(Image location labeling entries)
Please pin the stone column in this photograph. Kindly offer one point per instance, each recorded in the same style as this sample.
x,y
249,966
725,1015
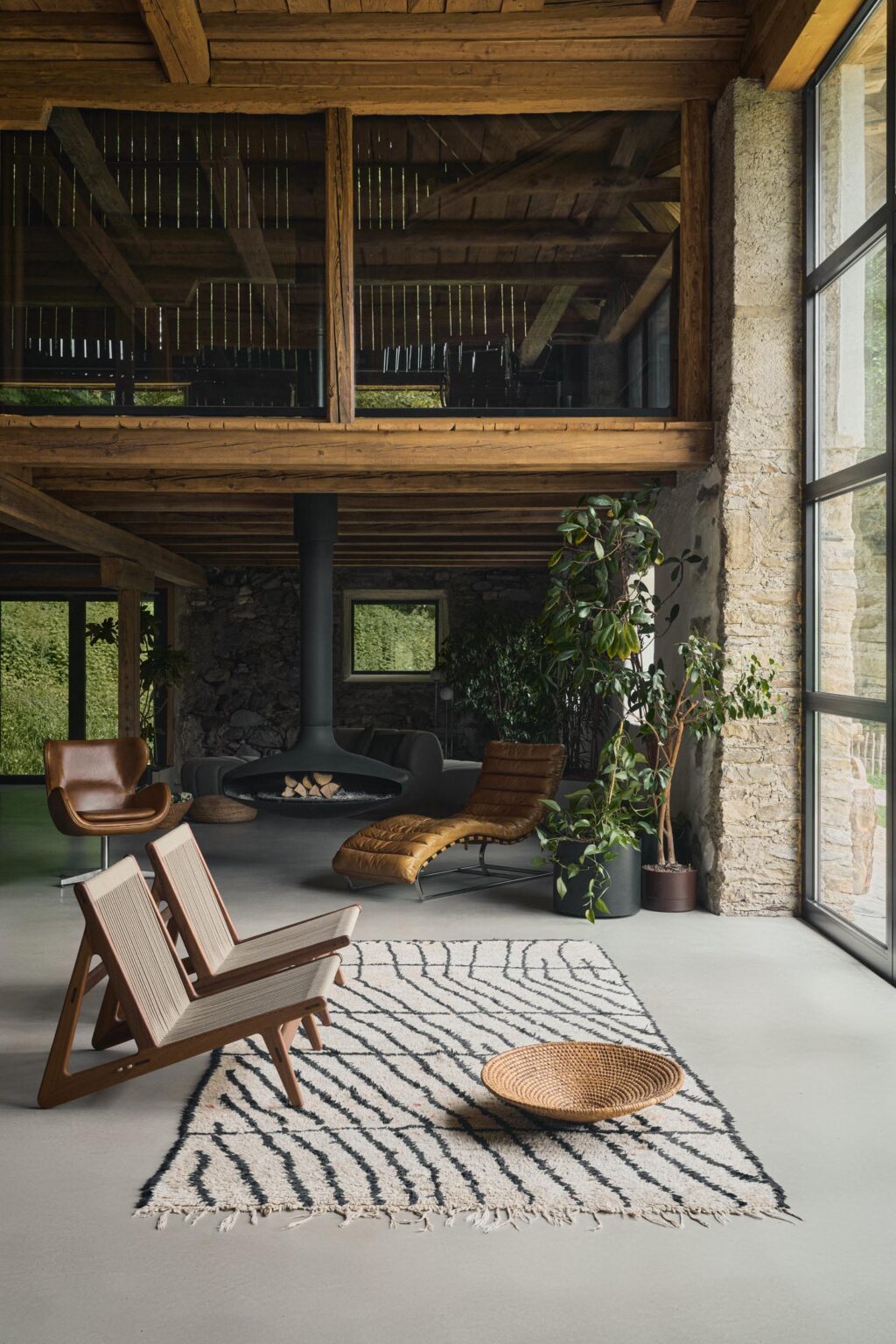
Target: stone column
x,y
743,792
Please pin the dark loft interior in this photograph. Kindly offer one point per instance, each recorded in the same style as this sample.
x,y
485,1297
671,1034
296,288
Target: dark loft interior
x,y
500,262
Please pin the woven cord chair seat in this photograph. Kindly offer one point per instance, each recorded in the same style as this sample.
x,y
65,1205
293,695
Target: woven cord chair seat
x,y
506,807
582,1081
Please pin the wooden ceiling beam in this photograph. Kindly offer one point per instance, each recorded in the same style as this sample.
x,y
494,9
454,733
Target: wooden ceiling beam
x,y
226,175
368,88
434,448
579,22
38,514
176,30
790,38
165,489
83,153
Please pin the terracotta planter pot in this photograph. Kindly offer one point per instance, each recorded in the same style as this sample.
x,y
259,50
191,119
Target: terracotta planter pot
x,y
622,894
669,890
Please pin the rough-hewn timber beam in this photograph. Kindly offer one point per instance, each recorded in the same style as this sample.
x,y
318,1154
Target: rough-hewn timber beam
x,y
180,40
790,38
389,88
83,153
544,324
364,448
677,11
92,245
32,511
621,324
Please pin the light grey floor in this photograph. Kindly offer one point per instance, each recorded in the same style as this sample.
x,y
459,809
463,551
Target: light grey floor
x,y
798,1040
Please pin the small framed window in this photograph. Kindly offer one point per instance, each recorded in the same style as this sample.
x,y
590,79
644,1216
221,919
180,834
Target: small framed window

• WHAT TO PRODUCE
Reproduce all the lines of the entries above, scaling each coordinate listed after a "Target:" line by 2.5 and rounding to whole numbers, with halves going up. Keep the points that come before each "Target:" line unchanged, and leave out the picture line.

• RESPONSE
Please pin the stone column in this photograph. Kindly offer one point per instance, each recorded in the same style as this sample.
x,y
249,966
725,1015
Target: stone column
x,y
1858,1980
Please pin the dark loft interior in this photograph. Kindly offer one point per instance, each recorded in the same style as this sample.
x,y
485,1297
671,1034
296,288
Target: dark loft interior
x,y
1250,655
Please pin the woven cord chair seat in this photograph. Kindly offer one point per instance, each recorded in the same style as this sample.
x,y
65,1205
293,695
Target: woven cord chair seat
x,y
1265,2018
1455,2703
Please pin the wooden ceiling beam in this photograph. Kindly offer one point per instance, each recorded in the same style as this sample.
x,y
494,9
454,733
Target: wooden ceiling beam
x,y
565,438
920,220
1085,1120
1448,55
95,1285
440,75
1975,95
413,1223
208,383
Please pin the terracotta planter pot in this photograph. Kindly offer one point per instance, each recorded in the same style as this sample.
x,y
259,50
191,119
Target: terracotta planter pot
x,y
1555,2235
1673,2225
Please pin the rough-hewn timber beam in this photograph. Kindly offer one point per instance, each recorded in the same style as this sample.
x,y
318,1154
Target: rough-hewn timber beam
x,y
450,100
1975,95
973,220
208,383
1360,810
910,1120
1693,28
230,613
80,1278
1553,810
Please pin the light grey floor in this photograph. Kindly offer one point per instance, each recorded in the same style as this sample.
x,y
459,809
463,551
Target: light grey floor
x,y
1995,2600
Please pin the small framed window in this photograph. Kindly offer one point per instance, each recorded in the same style as this sample.
x,y
590,79
644,1216
221,919
180,834
Target: small framed window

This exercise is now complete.